- TASK TO CARRY OUT:
This exercise asks for the records to be retyped exactly as they read.

- INFORMATION GIVEN:
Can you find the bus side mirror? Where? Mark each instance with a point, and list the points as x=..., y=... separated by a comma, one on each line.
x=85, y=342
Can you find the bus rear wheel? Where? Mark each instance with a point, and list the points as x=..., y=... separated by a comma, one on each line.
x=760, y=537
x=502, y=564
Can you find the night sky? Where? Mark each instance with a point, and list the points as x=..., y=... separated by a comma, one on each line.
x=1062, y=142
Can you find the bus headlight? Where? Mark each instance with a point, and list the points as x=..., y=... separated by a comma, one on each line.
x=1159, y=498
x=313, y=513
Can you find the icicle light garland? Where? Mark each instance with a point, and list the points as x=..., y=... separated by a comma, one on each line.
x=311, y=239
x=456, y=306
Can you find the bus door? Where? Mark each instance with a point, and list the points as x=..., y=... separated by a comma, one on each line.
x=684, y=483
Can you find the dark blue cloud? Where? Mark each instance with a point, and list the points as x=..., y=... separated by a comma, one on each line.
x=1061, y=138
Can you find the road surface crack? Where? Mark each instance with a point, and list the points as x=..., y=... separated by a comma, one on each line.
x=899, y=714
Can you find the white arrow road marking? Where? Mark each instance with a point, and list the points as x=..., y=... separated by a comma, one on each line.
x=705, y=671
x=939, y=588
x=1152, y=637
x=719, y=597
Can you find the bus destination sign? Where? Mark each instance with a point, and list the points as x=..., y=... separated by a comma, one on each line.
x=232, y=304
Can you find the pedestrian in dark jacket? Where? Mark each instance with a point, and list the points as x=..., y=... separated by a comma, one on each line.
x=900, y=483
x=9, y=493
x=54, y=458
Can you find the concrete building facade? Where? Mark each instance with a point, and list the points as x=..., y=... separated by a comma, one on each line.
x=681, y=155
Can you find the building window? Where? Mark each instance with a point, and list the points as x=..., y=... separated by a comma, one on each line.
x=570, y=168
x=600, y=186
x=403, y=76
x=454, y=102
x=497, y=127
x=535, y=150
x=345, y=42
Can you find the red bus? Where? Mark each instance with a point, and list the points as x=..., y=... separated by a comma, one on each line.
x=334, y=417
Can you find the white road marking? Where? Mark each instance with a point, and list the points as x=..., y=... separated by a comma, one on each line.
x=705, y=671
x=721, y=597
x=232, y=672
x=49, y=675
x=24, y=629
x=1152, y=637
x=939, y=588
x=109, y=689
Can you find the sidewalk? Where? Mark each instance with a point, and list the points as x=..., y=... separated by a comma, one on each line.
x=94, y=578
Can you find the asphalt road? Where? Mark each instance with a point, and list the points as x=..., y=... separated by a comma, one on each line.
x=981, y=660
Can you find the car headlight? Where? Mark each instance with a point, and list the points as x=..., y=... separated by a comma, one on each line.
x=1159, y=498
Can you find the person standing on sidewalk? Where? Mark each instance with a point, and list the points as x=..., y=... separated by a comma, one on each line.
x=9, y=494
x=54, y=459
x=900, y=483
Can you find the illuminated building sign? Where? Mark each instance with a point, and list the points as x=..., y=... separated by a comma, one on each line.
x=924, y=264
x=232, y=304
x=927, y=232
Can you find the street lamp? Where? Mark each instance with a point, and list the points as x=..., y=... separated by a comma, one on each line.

- EXPECTED ANSWER:
Can you find the bus side mirror? Where? Mark each instance with a point, and list the points as x=..., y=... separated by a comma, one on each line.
x=85, y=342
Can you find the bus rear wheel? Where? Mark each instance with a point, and list the points as x=..., y=... separated by a comma, one on each line.
x=760, y=537
x=502, y=564
Can you find the night sky? Where? Mark each instance with a point, and list the points as x=..., y=... separated by a comma, one on each line.
x=1062, y=142
Can you find the bus headlight? Where? Mark each instance with a point, and list the points as x=..., y=... separated by a comma, one on each line.
x=1159, y=498
x=313, y=513
Can you find the icicle light garland? Where? Mark each instance with a point, and list the points as x=..., y=... separated by a comma, one on each line.
x=311, y=239
x=456, y=306
Can you find the bus door? Where? Mark each instance with a point, and list the points as x=..., y=... separated by a comma, one on each line.
x=684, y=483
Can you find the dark blue cloud? Where? Mark each instance with a point, and list the points as x=..., y=... separated by a comma, one on each line.
x=1061, y=138
Can you find the road surface crack? Where? Mark each instance with a point, and list the points as x=..., y=... separated by a comma, one on each line.
x=899, y=714
Can you find the white arrow road marking? Where? Mark each instance with a point, and list the points as x=..., y=... separated by a comma, one on each line.
x=705, y=671
x=939, y=588
x=1152, y=637
x=719, y=597
Can you find the bus destination sign? Where? Mark each instance with a point, and list the points as x=..., y=... separated by a comma, one on each line.
x=232, y=304
Can you find the pedestrian in dark jacket? Where? Mark each instance with a point, and list the points as x=..., y=... separated by a comma, one on each line.
x=900, y=483
x=9, y=493
x=54, y=458
Can you find the concrete building facade? Where? Mark each instance with a point, and list the points as x=..., y=... separated by a comma, one on each line.
x=681, y=155
Can you find the building window? Where? Mark each instance with a point, and list the points as x=..., y=... separated by a comma, one on each line.
x=570, y=168
x=600, y=186
x=403, y=76
x=454, y=102
x=497, y=127
x=535, y=150
x=345, y=42
Can you find the red bus? Where? Mark each instance with a point, and list the points as x=..., y=... separated by a comma, one on each line.
x=334, y=417
Can you find the white road marking? Where? Mark each instance with a point, and list the points as x=..., y=... separated by a comma, one on each line.
x=705, y=671
x=721, y=597
x=232, y=672
x=49, y=675
x=24, y=629
x=1152, y=637
x=939, y=588
x=109, y=689
Can you find the sidewalk? Where? Mark each instance with a point, and list the points as x=..., y=... separated by a comma, one on each line.
x=94, y=578
Can you find the asphalt road? Where? Mark each instance with a point, and list the points as x=..., y=... separated by a comma, one on each line.
x=981, y=660
Can you find the car headlight? Where? Mark each instance with a point, and list the points as x=..., y=... separated by a comma, one on each line.
x=1159, y=498
Can you find the person standing on sidewalk? Where? Mark each instance with a point, and list the points as x=..., y=... separated by a comma, one on each line.
x=9, y=494
x=54, y=459
x=900, y=483
Can you find the illuminated building sign? Where? Mark each instance with a point, and list the points as x=..., y=... separated by a comma, one on each line.
x=924, y=264
x=232, y=304
x=927, y=232
Can you find the street lamp? Where? Mark each instance with a point, and list the points as x=..., y=... separated by a comma, one on each line.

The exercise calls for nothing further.